**Task to complete**
Pull out every line of the rows below that contains the string "positive", matching case exactly.

Data extracted from a collection:
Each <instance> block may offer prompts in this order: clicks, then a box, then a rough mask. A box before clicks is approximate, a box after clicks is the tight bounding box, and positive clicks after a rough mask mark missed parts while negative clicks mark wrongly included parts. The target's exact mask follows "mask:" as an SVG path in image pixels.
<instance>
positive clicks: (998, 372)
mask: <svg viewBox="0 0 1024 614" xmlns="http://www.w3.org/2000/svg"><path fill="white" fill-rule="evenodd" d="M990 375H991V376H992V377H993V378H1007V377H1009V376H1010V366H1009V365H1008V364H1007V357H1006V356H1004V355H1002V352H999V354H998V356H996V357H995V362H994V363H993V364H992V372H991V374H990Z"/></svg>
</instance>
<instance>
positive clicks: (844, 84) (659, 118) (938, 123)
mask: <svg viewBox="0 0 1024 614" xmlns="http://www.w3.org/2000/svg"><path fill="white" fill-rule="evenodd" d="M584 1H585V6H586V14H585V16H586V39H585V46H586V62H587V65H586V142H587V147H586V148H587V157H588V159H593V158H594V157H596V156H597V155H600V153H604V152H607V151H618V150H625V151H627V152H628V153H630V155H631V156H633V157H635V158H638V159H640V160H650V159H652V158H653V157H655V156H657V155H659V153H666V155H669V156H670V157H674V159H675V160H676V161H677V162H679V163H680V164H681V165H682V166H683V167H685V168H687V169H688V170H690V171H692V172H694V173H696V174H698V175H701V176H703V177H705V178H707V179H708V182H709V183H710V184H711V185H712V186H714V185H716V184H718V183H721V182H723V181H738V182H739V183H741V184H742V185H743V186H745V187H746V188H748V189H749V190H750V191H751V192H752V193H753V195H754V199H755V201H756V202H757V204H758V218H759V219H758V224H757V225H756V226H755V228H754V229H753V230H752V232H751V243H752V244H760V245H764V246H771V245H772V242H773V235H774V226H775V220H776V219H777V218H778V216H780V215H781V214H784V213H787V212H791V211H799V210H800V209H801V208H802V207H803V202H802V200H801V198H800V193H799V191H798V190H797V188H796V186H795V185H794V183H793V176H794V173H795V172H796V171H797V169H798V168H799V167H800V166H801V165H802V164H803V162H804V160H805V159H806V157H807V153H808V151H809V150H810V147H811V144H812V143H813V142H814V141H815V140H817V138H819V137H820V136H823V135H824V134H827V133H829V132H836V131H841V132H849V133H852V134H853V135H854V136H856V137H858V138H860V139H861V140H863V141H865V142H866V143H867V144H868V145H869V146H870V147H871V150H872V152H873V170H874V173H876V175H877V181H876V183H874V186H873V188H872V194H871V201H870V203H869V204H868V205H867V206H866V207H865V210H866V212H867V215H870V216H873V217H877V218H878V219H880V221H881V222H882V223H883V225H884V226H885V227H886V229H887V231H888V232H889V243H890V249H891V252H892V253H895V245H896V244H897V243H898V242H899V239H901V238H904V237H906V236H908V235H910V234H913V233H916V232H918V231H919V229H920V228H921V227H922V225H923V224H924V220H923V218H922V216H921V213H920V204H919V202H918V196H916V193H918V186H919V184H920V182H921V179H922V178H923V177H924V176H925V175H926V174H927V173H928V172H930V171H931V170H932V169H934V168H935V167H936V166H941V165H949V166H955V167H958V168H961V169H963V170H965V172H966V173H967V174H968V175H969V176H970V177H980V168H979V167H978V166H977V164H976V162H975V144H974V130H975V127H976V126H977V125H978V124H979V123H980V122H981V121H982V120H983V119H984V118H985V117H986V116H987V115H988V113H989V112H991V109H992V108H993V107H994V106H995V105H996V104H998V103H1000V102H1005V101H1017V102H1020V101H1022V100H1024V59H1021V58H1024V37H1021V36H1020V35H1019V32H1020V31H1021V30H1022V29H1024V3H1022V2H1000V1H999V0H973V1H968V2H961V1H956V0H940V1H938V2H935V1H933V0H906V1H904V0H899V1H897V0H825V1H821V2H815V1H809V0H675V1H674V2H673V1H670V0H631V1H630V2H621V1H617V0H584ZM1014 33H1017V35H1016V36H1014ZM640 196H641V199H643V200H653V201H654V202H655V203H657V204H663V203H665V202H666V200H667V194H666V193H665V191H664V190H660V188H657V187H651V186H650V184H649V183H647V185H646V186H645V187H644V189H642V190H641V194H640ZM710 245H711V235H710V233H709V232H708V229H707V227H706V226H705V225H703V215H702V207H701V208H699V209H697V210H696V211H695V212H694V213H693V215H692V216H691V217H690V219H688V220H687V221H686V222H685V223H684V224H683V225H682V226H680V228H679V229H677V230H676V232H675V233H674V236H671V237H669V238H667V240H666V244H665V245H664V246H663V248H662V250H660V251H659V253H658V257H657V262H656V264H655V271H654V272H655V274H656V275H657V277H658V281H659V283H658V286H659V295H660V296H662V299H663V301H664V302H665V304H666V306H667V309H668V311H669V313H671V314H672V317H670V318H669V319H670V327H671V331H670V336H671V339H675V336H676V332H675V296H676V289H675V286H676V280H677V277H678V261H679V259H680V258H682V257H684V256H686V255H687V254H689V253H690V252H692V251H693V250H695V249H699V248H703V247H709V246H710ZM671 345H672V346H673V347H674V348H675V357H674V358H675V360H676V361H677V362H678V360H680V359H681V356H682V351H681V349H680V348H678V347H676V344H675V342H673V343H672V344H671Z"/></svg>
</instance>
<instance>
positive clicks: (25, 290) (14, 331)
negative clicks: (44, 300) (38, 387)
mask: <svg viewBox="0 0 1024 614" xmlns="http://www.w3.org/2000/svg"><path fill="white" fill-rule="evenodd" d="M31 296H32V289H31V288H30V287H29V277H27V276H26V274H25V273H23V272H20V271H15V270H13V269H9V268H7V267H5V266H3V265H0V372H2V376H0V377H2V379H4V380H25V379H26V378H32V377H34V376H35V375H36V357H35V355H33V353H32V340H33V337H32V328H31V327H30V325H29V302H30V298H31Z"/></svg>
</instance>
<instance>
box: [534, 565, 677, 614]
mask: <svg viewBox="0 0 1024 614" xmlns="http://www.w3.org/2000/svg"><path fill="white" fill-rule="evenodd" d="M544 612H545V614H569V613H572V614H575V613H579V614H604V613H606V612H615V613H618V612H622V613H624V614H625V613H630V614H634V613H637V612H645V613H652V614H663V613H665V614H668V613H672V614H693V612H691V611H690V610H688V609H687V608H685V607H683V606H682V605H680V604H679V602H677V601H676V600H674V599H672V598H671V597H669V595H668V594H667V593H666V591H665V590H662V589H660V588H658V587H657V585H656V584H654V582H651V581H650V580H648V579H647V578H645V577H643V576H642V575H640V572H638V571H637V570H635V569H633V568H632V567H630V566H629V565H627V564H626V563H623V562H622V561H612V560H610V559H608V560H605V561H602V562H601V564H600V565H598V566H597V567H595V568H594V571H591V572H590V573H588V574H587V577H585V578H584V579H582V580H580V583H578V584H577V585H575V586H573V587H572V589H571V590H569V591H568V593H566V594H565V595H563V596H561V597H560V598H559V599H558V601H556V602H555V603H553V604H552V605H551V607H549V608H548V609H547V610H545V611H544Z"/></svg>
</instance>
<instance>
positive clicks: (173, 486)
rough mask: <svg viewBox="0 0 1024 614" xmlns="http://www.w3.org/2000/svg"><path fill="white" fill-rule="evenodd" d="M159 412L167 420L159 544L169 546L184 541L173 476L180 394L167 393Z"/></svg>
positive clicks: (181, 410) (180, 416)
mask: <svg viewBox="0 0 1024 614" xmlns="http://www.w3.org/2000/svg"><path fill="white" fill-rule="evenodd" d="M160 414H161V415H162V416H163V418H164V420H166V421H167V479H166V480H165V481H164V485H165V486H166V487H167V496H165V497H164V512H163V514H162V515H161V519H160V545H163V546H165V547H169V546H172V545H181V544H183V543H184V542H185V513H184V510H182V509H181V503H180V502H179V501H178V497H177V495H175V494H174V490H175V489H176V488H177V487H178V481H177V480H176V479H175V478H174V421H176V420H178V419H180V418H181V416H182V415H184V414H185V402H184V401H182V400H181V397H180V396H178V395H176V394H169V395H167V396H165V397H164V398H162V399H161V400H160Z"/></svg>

**Final answer**
Each <instance> block may offer prompts in this order: clicks, then a box, then a rough mask. A box before clicks is approximate, a box after clicks is the tight bounding box, and positive clicks after a rough mask mark missed parts while negative clicks mark wrongly included parts. The target's exact mask follows "mask:" as an SVG path in image pixels.
positive clicks: (998, 372)
positive clicks: (844, 84) (659, 118) (938, 123)
positive clicks: (25, 290) (14, 331)
positive clicks: (173, 486)
positive clicks: (181, 410) (180, 416)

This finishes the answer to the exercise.